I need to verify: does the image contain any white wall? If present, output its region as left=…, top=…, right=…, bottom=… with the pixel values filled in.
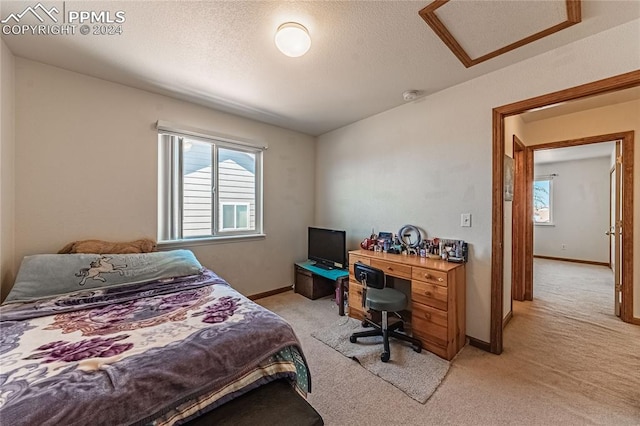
left=0, top=41, right=15, bottom=300
left=15, top=58, right=315, bottom=294
left=316, top=20, right=640, bottom=342
left=526, top=98, right=640, bottom=318
left=533, top=154, right=610, bottom=264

● **ZU ERLEDIGEN**: Benenne in der gesamten Auflistung „region“ in „bounding box“ um und gib sie sonst unverändert wieder, jedoch ohne die Bilder.

● **LÖSUNG**:
I need to verify: does the image contain any white wall? If present, output its bounding box as left=…, top=…, right=…, bottom=… with the pixel values filled in.
left=0, top=41, right=15, bottom=300
left=15, top=58, right=315, bottom=294
left=316, top=20, right=640, bottom=342
left=526, top=98, right=640, bottom=318
left=533, top=154, right=610, bottom=264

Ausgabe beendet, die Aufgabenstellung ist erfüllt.